* _Material for the task_
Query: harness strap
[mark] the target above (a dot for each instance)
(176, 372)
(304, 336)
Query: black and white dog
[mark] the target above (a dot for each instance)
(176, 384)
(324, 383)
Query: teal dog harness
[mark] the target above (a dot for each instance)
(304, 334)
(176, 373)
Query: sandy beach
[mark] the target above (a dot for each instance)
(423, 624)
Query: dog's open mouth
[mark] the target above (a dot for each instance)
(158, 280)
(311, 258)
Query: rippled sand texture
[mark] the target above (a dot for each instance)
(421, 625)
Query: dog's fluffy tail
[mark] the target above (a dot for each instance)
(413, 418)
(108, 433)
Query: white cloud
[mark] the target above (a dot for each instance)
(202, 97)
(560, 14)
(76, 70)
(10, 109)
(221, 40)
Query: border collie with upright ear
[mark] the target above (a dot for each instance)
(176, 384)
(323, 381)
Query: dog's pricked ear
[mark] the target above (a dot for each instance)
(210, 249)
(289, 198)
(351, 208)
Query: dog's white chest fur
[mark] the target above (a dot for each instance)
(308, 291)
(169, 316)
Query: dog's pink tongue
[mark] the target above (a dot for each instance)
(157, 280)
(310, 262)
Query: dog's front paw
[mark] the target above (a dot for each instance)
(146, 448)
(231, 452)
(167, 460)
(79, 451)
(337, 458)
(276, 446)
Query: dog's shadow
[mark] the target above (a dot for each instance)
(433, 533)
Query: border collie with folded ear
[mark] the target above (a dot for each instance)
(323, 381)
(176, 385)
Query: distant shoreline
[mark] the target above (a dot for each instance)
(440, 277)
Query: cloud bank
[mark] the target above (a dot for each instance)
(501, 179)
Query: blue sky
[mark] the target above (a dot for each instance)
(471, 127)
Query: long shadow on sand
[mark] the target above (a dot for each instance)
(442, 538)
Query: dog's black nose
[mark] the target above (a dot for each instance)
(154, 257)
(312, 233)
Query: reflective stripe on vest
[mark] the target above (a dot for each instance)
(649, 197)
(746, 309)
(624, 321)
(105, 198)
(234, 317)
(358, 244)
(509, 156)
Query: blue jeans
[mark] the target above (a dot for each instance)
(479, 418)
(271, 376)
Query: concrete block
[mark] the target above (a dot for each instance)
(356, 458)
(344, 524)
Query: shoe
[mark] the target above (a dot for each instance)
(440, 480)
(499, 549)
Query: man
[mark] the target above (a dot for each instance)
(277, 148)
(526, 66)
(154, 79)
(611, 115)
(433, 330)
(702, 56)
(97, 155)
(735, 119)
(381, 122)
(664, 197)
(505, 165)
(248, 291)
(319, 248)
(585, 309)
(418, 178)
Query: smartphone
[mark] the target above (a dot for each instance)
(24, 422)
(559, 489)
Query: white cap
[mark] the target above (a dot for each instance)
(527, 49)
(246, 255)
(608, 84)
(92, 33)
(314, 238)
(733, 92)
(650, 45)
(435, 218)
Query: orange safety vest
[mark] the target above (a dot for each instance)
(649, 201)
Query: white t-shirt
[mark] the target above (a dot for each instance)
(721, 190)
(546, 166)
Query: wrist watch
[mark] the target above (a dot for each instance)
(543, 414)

* _Aim_
Copy every row above word for word, with no changes.

* _The completed task_
Query: harness strap
[mark] the target above (a dot for each instance)
(176, 372)
(304, 336)
Query: black and white dog
[mark] the target above (a dot for each instance)
(176, 384)
(324, 383)
Query: teal dog harness
[mark] the target above (a dot for each instance)
(304, 334)
(176, 373)
Query: sandy beach
[mark] the target above (a dot for each instance)
(423, 624)
Query: dog's open mouth
[mark] the target above (a dot for each instance)
(158, 280)
(311, 258)
Query: rippled sand texture
[mark] the target above (a dot for each instance)
(421, 625)
Query: dog's fluffy tail
[mark] the target above (a dot for each instance)
(413, 418)
(108, 433)
Query: white cloud
[mark] the target above (a dot for each instance)
(202, 97)
(560, 14)
(76, 70)
(10, 109)
(221, 40)
Query: border collie with upright ear
[mark] the target above (a dot for each instance)
(176, 384)
(323, 381)
Query: dog's pricked ear
[mark] the target above (a dot for each instance)
(210, 249)
(289, 198)
(351, 208)
Query: dog's white chest fur
[mark] the target above (a dot for each instance)
(308, 291)
(169, 316)
Query: dog's pink tongue
[mark] the target above (a dot for each instance)
(157, 280)
(310, 262)
Query: dog's front paw
[mark] the target above (a dot for each instance)
(146, 448)
(231, 452)
(167, 460)
(79, 451)
(337, 458)
(276, 446)
Query: dog's shadow
[mark] the target above (a dot for each instance)
(433, 533)
Query: border collie with folded ear
[mark] the target above (a dot for each instance)
(323, 381)
(176, 385)
Query: distant shoreline
[mark] the target above (a dot for each instance)
(440, 277)
Query: cloud bank
[mark] the target above (a dot for each instance)
(501, 179)
Query: blue sky
[mark] the target above (a dot for each instance)
(471, 127)
Query: long shadow on sand
[mark] the target above (a dot for each instance)
(442, 538)
Query: dog's black nose
[mark] the target above (a dot for each instance)
(154, 257)
(312, 233)
Query: reflective stripe on vest
[mark] the target above (a dot for each instance)
(649, 197)
(746, 309)
(624, 321)
(105, 198)
(234, 317)
(358, 244)
(509, 156)
Query: blue jeans
[mark] the target above (a dot for each instance)
(479, 418)
(271, 376)
Query: concrete block
[mark] the target above (a dot for each instance)
(356, 458)
(344, 524)
Query: shoe
[mark] the target above (a dot for each instance)
(440, 480)
(499, 549)
Query: man
[mark] the target above (a dot for each instance)
(277, 148)
(526, 66)
(154, 79)
(611, 115)
(433, 330)
(702, 56)
(97, 155)
(735, 119)
(381, 122)
(664, 197)
(505, 165)
(248, 291)
(319, 248)
(585, 309)
(418, 178)
Query: smartphone
[mark] the target above (a dot for each instance)
(24, 422)
(559, 489)
Query: white cap
[mark] the target above (a dot for each instance)
(527, 49)
(246, 255)
(608, 84)
(92, 33)
(314, 238)
(733, 92)
(650, 45)
(435, 218)
Query: orange safety vest
[mark] the target above (a dot for each instance)
(649, 201)
Query: white t-shirt
[mark] the target above (a dot for each instance)
(721, 190)
(546, 166)
Query: wrist watch
[mark] the target above (a dot for each instance)
(543, 414)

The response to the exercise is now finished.